**Activity**
Go to the line that includes "If you could tag the river in" and retype it, then every line after it to the end of the data, adding nothing.
################
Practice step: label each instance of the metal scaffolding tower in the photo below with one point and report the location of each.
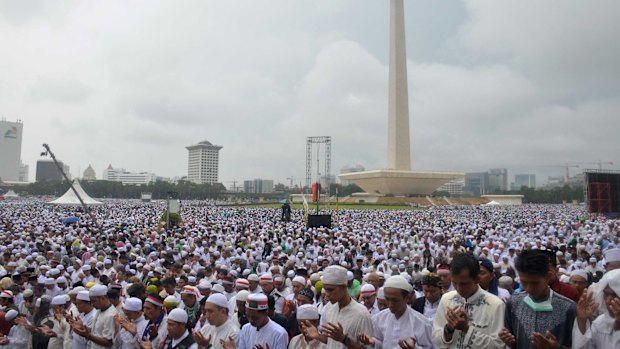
(310, 141)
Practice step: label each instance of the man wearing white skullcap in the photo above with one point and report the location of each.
(86, 315)
(306, 312)
(178, 335)
(219, 326)
(580, 280)
(260, 330)
(102, 334)
(399, 326)
(132, 325)
(18, 336)
(604, 332)
(59, 332)
(344, 318)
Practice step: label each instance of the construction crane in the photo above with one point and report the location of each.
(291, 179)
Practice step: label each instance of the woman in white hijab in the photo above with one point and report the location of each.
(604, 332)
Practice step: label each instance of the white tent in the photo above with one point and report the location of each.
(69, 197)
(11, 195)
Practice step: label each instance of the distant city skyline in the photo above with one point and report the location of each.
(486, 91)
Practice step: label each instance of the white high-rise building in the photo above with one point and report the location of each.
(203, 162)
(10, 150)
(126, 177)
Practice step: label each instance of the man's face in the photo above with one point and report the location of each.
(395, 300)
(255, 317)
(464, 284)
(175, 329)
(431, 293)
(335, 293)
(535, 285)
(151, 311)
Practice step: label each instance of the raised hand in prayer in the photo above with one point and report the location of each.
(334, 331)
(200, 339)
(614, 306)
(547, 341)
(365, 339)
(228, 344)
(407, 344)
(457, 319)
(145, 344)
(309, 330)
(508, 338)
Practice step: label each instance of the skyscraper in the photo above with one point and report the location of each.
(203, 162)
(10, 150)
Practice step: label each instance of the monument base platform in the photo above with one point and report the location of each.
(400, 183)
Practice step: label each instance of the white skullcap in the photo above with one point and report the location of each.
(10, 315)
(218, 299)
(83, 296)
(98, 291)
(612, 255)
(300, 280)
(242, 295)
(367, 290)
(334, 275)
(205, 285)
(582, 273)
(178, 315)
(133, 304)
(381, 293)
(307, 312)
(59, 300)
(399, 282)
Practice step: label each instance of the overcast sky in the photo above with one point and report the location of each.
(516, 84)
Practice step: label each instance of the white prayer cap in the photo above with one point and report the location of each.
(242, 295)
(10, 315)
(98, 291)
(367, 290)
(334, 275)
(178, 315)
(59, 300)
(218, 288)
(133, 304)
(300, 280)
(399, 282)
(218, 299)
(381, 293)
(83, 296)
(582, 273)
(612, 255)
(307, 312)
(256, 301)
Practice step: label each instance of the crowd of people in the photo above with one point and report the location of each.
(530, 276)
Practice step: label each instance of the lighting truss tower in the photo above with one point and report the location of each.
(310, 141)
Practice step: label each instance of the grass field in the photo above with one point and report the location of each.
(342, 206)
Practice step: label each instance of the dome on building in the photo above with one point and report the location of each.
(89, 174)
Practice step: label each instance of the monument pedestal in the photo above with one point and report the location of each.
(400, 183)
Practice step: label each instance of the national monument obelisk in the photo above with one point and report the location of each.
(397, 178)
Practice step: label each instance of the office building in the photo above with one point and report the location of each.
(10, 150)
(126, 177)
(524, 180)
(48, 171)
(258, 186)
(203, 162)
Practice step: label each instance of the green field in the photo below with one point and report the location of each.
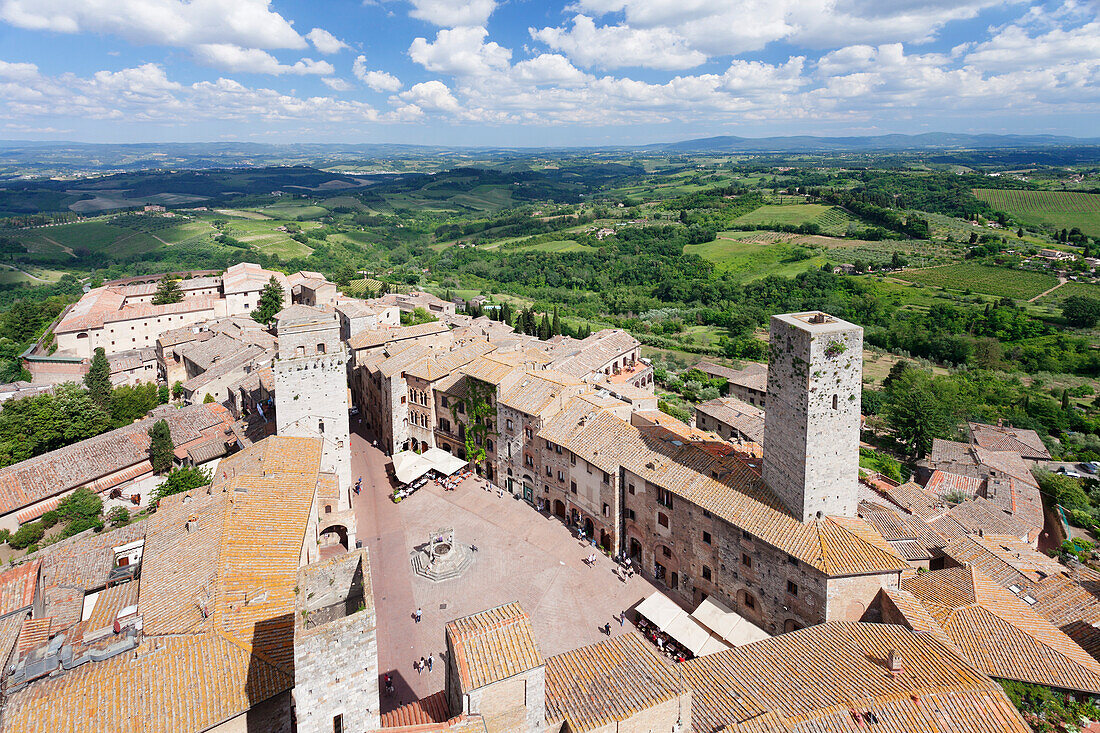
(829, 218)
(1067, 290)
(748, 261)
(983, 279)
(1053, 208)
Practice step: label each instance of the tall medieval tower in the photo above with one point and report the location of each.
(811, 435)
(311, 387)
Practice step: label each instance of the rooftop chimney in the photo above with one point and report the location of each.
(893, 664)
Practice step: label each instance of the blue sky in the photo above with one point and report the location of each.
(542, 73)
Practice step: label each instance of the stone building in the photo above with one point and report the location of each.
(812, 422)
(336, 652)
(311, 389)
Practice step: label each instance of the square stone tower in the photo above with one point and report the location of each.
(811, 430)
(311, 387)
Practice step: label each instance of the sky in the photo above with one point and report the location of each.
(539, 73)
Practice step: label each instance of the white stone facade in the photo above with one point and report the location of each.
(811, 440)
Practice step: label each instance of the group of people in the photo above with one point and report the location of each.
(666, 644)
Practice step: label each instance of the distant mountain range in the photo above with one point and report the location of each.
(870, 143)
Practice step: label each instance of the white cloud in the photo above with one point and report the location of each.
(18, 70)
(249, 23)
(460, 52)
(451, 13)
(253, 61)
(325, 42)
(336, 84)
(614, 46)
(376, 80)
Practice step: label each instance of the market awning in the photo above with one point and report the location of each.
(409, 466)
(660, 610)
(663, 613)
(730, 626)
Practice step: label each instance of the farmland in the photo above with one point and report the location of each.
(829, 218)
(983, 279)
(1049, 208)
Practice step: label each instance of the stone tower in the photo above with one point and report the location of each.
(311, 387)
(811, 434)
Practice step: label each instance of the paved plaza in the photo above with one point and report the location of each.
(521, 556)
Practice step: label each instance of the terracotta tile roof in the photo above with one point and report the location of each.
(835, 546)
(826, 678)
(948, 451)
(381, 337)
(98, 458)
(430, 711)
(493, 645)
(1020, 440)
(607, 682)
(189, 671)
(188, 682)
(109, 602)
(1068, 597)
(943, 483)
(739, 415)
(17, 587)
(443, 362)
(1000, 633)
(586, 356)
(79, 564)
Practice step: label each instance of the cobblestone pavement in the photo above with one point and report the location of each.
(523, 556)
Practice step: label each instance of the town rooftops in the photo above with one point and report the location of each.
(101, 459)
(217, 612)
(607, 682)
(739, 415)
(725, 485)
(996, 437)
(835, 677)
(1000, 633)
(493, 645)
(380, 337)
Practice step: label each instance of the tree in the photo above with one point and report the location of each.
(161, 448)
(1081, 312)
(167, 291)
(98, 379)
(271, 303)
(180, 480)
(914, 413)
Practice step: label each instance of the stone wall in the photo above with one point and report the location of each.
(758, 590)
(336, 656)
(812, 419)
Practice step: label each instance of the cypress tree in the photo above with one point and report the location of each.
(98, 379)
(161, 448)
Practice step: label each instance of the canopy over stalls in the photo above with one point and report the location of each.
(733, 627)
(677, 623)
(409, 466)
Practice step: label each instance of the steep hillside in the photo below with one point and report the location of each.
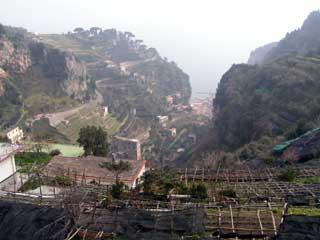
(304, 41)
(258, 55)
(272, 98)
(129, 76)
(36, 78)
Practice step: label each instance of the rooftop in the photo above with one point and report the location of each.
(7, 149)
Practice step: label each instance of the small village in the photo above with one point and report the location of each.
(121, 194)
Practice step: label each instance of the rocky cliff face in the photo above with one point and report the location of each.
(128, 74)
(36, 76)
(33, 222)
(258, 55)
(269, 99)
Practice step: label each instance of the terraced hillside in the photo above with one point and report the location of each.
(128, 74)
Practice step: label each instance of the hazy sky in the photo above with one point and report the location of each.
(205, 37)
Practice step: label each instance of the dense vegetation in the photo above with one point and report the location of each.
(94, 141)
(277, 98)
(36, 78)
(129, 75)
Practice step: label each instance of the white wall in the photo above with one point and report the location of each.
(7, 168)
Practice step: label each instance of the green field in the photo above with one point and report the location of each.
(67, 150)
(89, 115)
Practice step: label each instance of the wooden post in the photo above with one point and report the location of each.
(194, 174)
(260, 223)
(273, 219)
(231, 216)
(40, 189)
(186, 176)
(21, 180)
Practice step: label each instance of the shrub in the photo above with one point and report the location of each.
(199, 191)
(229, 193)
(63, 181)
(118, 190)
(55, 152)
(288, 176)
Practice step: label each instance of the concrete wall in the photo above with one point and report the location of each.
(7, 168)
(297, 227)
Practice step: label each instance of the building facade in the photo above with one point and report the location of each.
(15, 135)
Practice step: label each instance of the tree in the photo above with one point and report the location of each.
(199, 191)
(117, 168)
(95, 31)
(94, 141)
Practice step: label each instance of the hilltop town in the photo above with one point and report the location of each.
(99, 140)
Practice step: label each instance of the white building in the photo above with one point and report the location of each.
(15, 135)
(7, 162)
(162, 120)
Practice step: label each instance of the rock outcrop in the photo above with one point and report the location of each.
(258, 55)
(296, 227)
(29, 222)
(255, 101)
(36, 78)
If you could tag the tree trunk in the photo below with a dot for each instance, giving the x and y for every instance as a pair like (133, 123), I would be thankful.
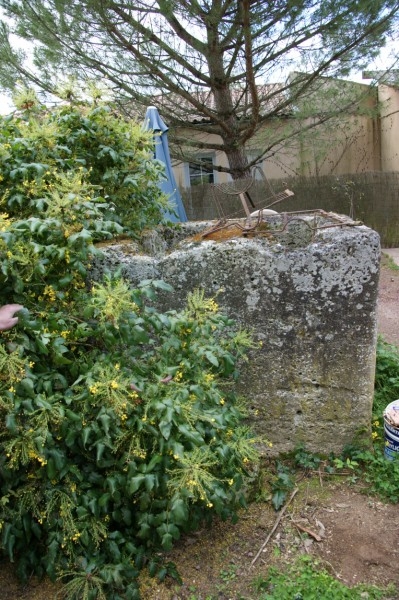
(238, 163)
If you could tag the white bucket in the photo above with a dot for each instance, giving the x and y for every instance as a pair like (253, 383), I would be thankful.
(391, 433)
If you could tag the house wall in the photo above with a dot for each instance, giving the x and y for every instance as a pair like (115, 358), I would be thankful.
(389, 98)
(351, 143)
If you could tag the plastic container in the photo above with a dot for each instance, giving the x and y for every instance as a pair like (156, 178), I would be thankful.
(391, 433)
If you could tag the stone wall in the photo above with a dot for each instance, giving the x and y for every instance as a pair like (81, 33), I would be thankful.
(308, 290)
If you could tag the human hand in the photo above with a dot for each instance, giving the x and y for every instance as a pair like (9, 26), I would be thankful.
(7, 319)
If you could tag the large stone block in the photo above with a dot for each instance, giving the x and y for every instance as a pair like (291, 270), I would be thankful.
(308, 291)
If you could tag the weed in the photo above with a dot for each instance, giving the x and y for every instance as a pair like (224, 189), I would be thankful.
(283, 482)
(306, 579)
(229, 573)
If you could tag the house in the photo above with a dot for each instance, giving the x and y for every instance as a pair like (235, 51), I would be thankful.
(362, 138)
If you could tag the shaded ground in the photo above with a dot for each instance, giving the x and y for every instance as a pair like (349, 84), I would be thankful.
(356, 537)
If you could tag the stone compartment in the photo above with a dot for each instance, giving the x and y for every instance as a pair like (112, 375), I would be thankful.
(307, 288)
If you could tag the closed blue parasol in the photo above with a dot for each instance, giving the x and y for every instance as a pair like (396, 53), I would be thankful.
(154, 122)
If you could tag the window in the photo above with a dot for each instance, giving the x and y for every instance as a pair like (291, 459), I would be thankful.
(199, 174)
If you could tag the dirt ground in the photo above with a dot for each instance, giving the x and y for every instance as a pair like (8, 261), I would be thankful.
(355, 536)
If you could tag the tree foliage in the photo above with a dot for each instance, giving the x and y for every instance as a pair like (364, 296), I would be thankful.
(210, 65)
(119, 429)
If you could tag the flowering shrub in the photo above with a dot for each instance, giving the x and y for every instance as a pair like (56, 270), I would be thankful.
(39, 149)
(119, 428)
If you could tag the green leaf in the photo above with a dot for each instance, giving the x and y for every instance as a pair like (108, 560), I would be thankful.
(135, 483)
(167, 541)
(179, 511)
(165, 428)
(212, 358)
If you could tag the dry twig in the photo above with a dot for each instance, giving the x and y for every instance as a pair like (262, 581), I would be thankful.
(276, 524)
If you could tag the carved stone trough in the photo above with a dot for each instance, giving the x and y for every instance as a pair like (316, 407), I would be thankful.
(306, 285)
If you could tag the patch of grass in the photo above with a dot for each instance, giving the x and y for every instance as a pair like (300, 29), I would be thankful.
(306, 579)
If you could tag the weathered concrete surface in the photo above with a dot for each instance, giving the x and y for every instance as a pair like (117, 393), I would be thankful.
(311, 301)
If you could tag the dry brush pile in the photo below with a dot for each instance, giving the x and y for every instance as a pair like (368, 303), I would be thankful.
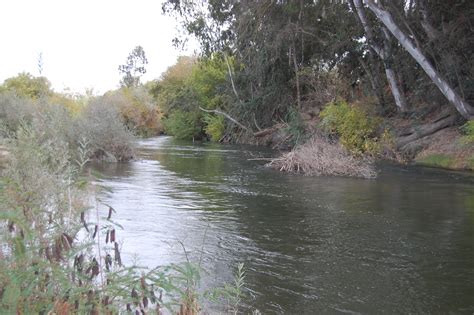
(321, 157)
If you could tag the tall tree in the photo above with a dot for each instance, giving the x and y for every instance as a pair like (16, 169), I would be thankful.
(461, 105)
(134, 68)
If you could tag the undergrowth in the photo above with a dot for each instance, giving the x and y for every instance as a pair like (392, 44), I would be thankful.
(61, 254)
(357, 131)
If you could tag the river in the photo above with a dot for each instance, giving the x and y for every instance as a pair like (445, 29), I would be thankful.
(402, 243)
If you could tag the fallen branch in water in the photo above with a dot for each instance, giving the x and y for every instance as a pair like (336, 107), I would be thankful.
(216, 111)
(319, 157)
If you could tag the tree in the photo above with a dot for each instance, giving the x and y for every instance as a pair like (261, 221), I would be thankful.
(462, 106)
(134, 68)
(25, 84)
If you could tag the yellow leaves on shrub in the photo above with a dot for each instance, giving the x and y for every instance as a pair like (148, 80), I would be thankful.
(215, 127)
(356, 130)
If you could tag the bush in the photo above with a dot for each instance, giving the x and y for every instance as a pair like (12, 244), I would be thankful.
(138, 109)
(468, 130)
(183, 125)
(14, 110)
(355, 129)
(320, 157)
(215, 127)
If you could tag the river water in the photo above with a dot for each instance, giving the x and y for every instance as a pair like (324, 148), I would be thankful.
(402, 243)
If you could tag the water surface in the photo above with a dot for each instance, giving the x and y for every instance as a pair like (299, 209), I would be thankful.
(402, 243)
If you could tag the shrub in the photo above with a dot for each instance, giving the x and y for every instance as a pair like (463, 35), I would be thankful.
################
**Written response**
If you could tag the river in the photo above with a dot for each instance, giving the x and y for every instance as a pair like (445, 29), I would be thankful.
(402, 243)
If you could tag the fallen branch in water in the photo above with a dot for each instance, giving the x and y for every instance as a pair like (336, 107), I would be thankful.
(216, 111)
(319, 157)
If you could tag the tree in the photo above with a dot for each instance, giving the x and y for every instance as a pair like (261, 221), I would be thankful.
(462, 106)
(134, 68)
(25, 84)
If you could tag the yellow leaves on shrub in the photo above with a dot for each instance, giving the x and y for every instance as a pair like (148, 80), I would be thankful.
(215, 127)
(356, 130)
If you could tag the bush in the photo above with a dot for each instance, giving the x and y for every instance as a pair like (12, 244), I would be thankful.
(138, 109)
(468, 130)
(183, 125)
(14, 110)
(355, 129)
(320, 157)
(215, 127)
If you could tag the river water in the photo above with a dot for each instance, giving the x and y for every instance as a pair like (324, 148), I would be thankful.
(402, 243)
If you could tag the water surface in the photo above with a dot for each instance, giving the x and y for every instance as a pair like (299, 209), I would be thankful.
(402, 243)
If you could tag the shrub in the photo above with a dot for each instance, giving the x and y for every instance as a pair like (463, 35), I would be thankful.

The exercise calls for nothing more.